**Короткое задание A**
Что, согласно очерку о Севе Любомудрове, Сева попросил написать незадолго до своей гибели?
**Короткое задание B**
Воспроизведите дословно часть очерка о Севе Любомудрове, начиная со слов «Смерть и музыка» и до слов «с реальной.» включительно.
**Короткое задание C**
Напишите продолжение очерка о Севе Любомудрове, начав сразу после его последнего предложения.

**Фрагмент документа**
# # # # #

Смерть и музыка Севы Любомудрова
#
Вначале скажу несколько слов: почему я - не литератор -
всё-таки решила написать этот биографический очерк. Незадолго
до своей гибели он попросил меня написать воспоминания о нём, будто
он уже умер. Он - это мой любимый Севка... Ему почему-то нравились
подобные заигрывания со смертью. Меня же они серьёзно раздражали,
и я отвергла эту затею с мемуарами сразу. Данное же эссе я пишу
вынужденно, выполняя просьбу Севы уже пост-фактум, когда
всё самое трагичное уже свершилось. А потом, мало кто знал
его так, как я. Большинство людей знало о нём, если можно
так выразиться, с мифологической точки зрения, я же знала его
с реальной.
Если и был в моей жизни по-настоящему удивительный человек,
то это как раз Севка.

# # # # #

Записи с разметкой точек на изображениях
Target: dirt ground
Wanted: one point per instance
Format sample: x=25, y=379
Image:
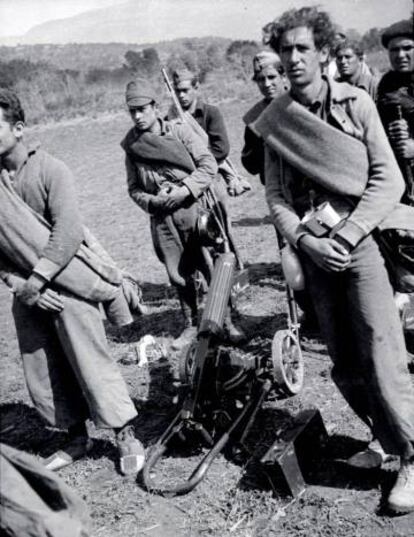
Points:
x=237, y=499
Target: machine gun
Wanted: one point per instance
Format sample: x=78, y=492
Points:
x=227, y=166
x=224, y=389
x=393, y=112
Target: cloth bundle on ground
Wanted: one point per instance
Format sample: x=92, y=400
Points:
x=89, y=275
x=34, y=502
x=308, y=144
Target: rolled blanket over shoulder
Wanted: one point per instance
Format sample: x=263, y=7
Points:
x=23, y=236
x=149, y=148
x=308, y=144
x=335, y=160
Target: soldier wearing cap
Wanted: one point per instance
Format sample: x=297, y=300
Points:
x=350, y=63
x=211, y=121
x=396, y=91
x=269, y=76
x=396, y=108
x=169, y=168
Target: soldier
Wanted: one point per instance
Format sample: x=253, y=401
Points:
x=268, y=73
x=396, y=108
x=349, y=60
x=169, y=168
x=338, y=153
x=210, y=119
x=67, y=365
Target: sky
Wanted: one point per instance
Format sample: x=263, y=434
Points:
x=18, y=16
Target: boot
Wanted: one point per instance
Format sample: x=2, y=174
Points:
x=130, y=450
x=372, y=457
x=401, y=498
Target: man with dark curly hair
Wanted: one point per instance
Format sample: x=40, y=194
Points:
x=328, y=150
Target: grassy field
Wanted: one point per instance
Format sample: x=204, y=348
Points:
x=235, y=500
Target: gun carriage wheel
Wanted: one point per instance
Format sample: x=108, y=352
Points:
x=287, y=362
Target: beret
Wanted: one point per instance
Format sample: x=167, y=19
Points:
x=140, y=92
x=402, y=28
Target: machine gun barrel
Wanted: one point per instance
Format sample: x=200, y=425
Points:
x=406, y=166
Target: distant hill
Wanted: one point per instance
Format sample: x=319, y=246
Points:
x=143, y=21
x=151, y=21
x=82, y=57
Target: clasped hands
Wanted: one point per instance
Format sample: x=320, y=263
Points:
x=401, y=142
x=169, y=200
x=31, y=293
x=326, y=252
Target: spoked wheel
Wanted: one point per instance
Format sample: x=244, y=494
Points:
x=287, y=360
x=186, y=362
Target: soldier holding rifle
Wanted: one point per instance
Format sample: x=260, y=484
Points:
x=327, y=152
x=209, y=118
x=396, y=108
x=169, y=169
x=396, y=98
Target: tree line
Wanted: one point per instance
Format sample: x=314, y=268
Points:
x=61, y=81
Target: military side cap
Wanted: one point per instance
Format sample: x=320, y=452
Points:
x=140, y=92
x=184, y=75
x=399, y=29
x=263, y=59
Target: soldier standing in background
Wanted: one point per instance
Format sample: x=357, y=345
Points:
x=268, y=73
x=349, y=61
x=169, y=168
x=210, y=119
x=396, y=108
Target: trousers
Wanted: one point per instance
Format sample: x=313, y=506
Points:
x=67, y=365
x=362, y=329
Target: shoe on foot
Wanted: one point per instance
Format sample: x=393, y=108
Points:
x=77, y=448
x=131, y=451
x=185, y=338
x=401, y=498
x=371, y=457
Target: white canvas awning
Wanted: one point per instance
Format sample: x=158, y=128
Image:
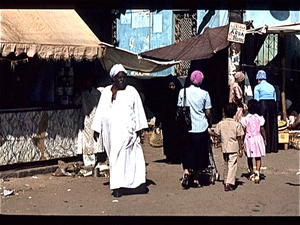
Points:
x=63, y=34
x=132, y=61
x=293, y=28
x=47, y=33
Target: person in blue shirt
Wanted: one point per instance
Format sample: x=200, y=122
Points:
x=265, y=94
x=195, y=157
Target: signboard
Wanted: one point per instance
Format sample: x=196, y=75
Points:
x=237, y=32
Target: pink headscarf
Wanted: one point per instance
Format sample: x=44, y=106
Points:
x=197, y=77
x=239, y=76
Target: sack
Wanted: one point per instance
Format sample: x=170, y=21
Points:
x=156, y=139
x=183, y=118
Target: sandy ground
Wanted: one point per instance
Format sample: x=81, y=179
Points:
x=276, y=195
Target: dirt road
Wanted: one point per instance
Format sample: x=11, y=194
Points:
x=276, y=195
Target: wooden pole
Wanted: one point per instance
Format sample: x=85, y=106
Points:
x=282, y=53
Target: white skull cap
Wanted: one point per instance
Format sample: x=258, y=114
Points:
x=116, y=69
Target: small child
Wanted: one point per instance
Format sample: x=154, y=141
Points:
x=255, y=139
x=231, y=133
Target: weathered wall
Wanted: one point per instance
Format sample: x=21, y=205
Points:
x=38, y=135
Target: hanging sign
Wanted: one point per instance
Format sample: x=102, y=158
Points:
x=237, y=32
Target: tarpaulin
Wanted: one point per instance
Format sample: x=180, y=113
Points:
x=198, y=47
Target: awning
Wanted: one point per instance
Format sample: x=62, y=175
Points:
x=63, y=34
x=293, y=28
x=131, y=60
x=198, y=47
x=47, y=33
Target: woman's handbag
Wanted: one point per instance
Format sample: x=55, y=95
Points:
x=183, y=116
x=156, y=139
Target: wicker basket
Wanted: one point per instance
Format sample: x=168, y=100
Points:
x=295, y=141
x=156, y=139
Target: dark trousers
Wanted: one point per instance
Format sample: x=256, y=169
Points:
x=195, y=156
x=268, y=109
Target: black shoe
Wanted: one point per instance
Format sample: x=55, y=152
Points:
x=117, y=193
x=196, y=185
x=185, y=181
x=228, y=187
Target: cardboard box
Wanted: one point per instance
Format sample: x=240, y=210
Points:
x=283, y=137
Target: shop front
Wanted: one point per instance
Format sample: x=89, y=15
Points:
x=44, y=56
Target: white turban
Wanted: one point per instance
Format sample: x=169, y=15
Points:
x=116, y=69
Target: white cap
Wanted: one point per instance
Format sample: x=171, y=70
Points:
x=116, y=69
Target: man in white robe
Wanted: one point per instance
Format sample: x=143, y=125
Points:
x=119, y=119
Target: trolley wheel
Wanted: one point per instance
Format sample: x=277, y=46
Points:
x=217, y=176
x=213, y=179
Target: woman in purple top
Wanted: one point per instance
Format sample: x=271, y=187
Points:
x=265, y=94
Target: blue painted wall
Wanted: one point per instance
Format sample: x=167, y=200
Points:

# # # # #

**Письменный ответ A**
Он попросил написать воспоминания о нём, будто он уже умер.

**Письменный ответ B**
Смерть и музыка Севы Любомудрова
#
Вначале скажу несколько слов: почему я - не литератор -
всё-таки решила написать этот биографический очерк. Незадолго
до своей гибели он попросил меня написать воспоминания о нём, будто
он уже умер. Он - это мой любимый Севка... Ему почему-то нравились
подобные заигрывания со смертью. Меня же они серьёзно раздражали,
и я отвергла эту затею с мемуарами сразу. Данное же эссе я пишу
вынужденно, выполняя просьбу Севы уже пост-фактум, когда
всё самое трагичное уже свершилось. А потом, мало кто знал
его так, как я. Большинство людей знало о нём, если можно
так выразиться, с мифологической точки зрения, я же знала его
с реальной.

**Письменный ответ C**
Родился Всеволод Любомудров в 1978 году (когда мы стали с ним
встречаться, он с гордостью рассказывал о том, что код его
банковской карты - 7880.
- Это же годы нашего рождения, мой 1978, твой - 1980! Грамотно
мне карту выдали, код не забуду!)
В детстве он трижды ломал ноги (два раза правую и один раз левую),
впоследствии Сева говорил об этих переломах, что они - реальное
воплощение метафоры его "хромой" судьбы.
Семья Любомудровых, кроме Севы, состояла из его отца, матери и
сестры Полины. Сестра была старше брата на 6 лет. Мальчик в детстве
был очень привязан к Полине; став взрослыми, они утратили внутреннюю
связь из-за различия натур. В одном из стихотворений Всеволода
есть строки:
Больше "завтра" и "вчера"
я люблю тебя, сестра.
Именно тема времени является одной из главных тем поэзии Любомудрова,
наряду с темами любви, мироздания, смерти и творчества.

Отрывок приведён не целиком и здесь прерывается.